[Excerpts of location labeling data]
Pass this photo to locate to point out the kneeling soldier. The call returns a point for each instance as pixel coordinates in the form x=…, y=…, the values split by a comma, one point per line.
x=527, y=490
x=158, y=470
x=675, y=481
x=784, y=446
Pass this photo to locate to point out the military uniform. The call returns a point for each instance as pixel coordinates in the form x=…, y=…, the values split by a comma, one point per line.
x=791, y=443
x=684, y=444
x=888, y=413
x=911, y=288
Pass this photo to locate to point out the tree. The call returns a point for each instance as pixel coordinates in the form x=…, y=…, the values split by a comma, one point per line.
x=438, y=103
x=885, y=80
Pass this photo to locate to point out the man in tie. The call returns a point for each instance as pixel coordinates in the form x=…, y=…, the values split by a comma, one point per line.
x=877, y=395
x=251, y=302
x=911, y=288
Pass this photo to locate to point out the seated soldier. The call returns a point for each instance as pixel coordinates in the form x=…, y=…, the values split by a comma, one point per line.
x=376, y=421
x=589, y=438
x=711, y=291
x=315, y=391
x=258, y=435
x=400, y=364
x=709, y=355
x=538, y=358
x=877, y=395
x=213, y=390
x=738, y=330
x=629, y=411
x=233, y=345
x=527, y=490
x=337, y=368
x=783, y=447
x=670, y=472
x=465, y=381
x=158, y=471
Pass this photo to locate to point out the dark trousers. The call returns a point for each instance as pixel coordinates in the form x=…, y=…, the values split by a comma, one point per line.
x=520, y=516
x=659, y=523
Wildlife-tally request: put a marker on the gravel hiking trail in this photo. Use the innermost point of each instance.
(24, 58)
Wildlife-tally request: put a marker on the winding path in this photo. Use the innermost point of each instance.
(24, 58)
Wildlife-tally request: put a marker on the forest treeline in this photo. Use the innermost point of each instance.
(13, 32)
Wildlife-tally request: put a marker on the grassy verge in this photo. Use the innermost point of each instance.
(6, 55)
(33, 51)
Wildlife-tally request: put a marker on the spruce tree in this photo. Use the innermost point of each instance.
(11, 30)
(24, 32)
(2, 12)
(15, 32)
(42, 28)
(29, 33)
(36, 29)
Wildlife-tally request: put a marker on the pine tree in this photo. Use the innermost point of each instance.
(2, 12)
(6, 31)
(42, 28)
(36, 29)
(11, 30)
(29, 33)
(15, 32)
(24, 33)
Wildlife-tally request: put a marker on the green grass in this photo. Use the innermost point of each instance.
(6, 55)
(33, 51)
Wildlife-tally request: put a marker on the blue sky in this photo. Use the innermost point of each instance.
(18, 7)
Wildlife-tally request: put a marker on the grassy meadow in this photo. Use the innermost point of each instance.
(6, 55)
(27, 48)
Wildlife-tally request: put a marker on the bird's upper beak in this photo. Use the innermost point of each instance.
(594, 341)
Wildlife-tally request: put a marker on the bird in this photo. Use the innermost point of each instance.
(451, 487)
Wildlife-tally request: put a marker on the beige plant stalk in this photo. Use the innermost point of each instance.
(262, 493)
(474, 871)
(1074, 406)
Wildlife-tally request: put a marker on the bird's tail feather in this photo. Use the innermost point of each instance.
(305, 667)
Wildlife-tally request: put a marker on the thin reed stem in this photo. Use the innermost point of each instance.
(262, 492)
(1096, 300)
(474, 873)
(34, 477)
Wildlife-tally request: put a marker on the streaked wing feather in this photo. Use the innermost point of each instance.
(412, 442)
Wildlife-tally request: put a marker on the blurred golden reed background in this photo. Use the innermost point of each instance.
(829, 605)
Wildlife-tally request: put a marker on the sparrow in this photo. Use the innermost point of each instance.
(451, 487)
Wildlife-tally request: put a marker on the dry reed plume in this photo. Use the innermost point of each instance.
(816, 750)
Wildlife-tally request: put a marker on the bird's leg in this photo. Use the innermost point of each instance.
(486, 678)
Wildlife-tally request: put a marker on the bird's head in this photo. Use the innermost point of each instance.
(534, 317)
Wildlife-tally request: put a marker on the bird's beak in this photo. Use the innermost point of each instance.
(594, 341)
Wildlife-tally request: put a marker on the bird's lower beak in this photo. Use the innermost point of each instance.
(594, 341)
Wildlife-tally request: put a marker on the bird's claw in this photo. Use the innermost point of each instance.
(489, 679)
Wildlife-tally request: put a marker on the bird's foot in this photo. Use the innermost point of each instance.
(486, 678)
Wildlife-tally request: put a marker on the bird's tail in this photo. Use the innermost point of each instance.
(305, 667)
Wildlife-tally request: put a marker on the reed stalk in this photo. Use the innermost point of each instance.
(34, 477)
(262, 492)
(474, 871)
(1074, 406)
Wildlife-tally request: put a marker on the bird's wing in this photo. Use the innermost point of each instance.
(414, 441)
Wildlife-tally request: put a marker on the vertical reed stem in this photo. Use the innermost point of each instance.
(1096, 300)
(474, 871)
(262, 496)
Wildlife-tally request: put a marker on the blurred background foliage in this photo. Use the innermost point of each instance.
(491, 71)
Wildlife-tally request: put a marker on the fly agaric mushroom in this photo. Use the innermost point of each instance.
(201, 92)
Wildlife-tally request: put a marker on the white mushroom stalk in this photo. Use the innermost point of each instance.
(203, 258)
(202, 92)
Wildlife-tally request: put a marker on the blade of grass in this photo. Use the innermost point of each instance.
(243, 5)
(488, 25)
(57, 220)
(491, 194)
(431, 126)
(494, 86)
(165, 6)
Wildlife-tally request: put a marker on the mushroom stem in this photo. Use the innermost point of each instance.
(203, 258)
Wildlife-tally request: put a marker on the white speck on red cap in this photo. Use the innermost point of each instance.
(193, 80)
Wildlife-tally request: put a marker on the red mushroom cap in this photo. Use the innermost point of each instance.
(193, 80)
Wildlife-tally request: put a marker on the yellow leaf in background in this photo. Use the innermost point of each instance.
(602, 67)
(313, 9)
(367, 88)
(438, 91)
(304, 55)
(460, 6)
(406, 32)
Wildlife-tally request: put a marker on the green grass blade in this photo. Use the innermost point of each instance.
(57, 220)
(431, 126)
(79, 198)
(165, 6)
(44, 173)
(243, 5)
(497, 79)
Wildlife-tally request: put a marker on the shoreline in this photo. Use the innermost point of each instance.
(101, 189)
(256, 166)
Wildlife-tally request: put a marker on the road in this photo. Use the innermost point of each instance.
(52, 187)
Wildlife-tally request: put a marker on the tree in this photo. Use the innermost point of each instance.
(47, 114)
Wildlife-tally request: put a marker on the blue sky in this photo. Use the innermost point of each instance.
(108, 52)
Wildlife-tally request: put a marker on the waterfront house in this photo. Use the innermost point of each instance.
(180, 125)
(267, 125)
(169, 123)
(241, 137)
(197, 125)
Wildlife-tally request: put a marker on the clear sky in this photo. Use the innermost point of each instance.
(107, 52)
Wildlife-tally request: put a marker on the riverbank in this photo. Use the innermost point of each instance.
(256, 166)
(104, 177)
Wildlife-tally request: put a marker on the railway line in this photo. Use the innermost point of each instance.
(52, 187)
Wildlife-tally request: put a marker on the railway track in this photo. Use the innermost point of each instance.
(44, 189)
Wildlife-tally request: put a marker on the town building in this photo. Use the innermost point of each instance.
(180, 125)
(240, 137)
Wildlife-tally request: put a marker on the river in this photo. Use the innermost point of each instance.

• Given instruction: Retype only the lines running from the line with "Wildlife-tally request: put a marker on the white speck" to the end of the listing, including both of those lines.

• Response to the exercise:
Wildlife-tally request: put a marker on the white speck on red cap in this photo. Use the innermost point of each instance.
(193, 80)
Wildlife-tally request: put a marker on the red mushroom cap in this photo. Use the innermost point of each instance.
(193, 80)
Wildlife-tally request: put a marker on the yellow leaf in background in this photo. Use the innermost point of each instance.
(602, 67)
(313, 9)
(367, 88)
(438, 91)
(304, 55)
(460, 6)
(406, 32)
Wildlife-tally request: put a marker on the green grass blade in this photo. Use the innermost point of each instance.
(57, 220)
(431, 126)
(79, 198)
(165, 6)
(44, 173)
(243, 5)
(497, 79)
Wildlife-tally request: put a marker on the shoreline in this photo. Use the innermost point of each instance.
(101, 189)
(256, 166)
Wildlife-tally request: put a marker on the road in this photo. Use the innermost point of each instance.
(52, 187)
Wildlife-tally request: put a marker on the tree in this photo. Use the innermost point of each instance.
(47, 114)
Wildlife-tally request: put a marker on the blue sky in this photo. Use the innermost point of each instance.
(108, 52)
Wildlife-tally request: put a marker on the waterfront house in this photo. Use the innermost point of each instance.
(180, 125)
(267, 125)
(169, 123)
(241, 137)
(197, 125)
Wildlife-tally request: put a marker on the clear sky in this photo. Use the innermost point of each instance.
(107, 52)
Wildlife-tally request: put a marker on the riverbank in this photo. Use the innermost point of each instance.
(256, 166)
(104, 177)
Wildlife-tally request: put a marker on the railway line in this photo. Use the innermost point of each instance.
(52, 187)
Wildlife-tally request: put a marker on the railway track in this photo. Use the innermost point of each instance.
(44, 189)
Wildlife-tally request: put a marker on the town building in this photo. Use the innermost point of each instance.
(180, 125)
(240, 137)
Wildlife-tally request: put a marker on the river in this photo. Use the innermost point of each instance.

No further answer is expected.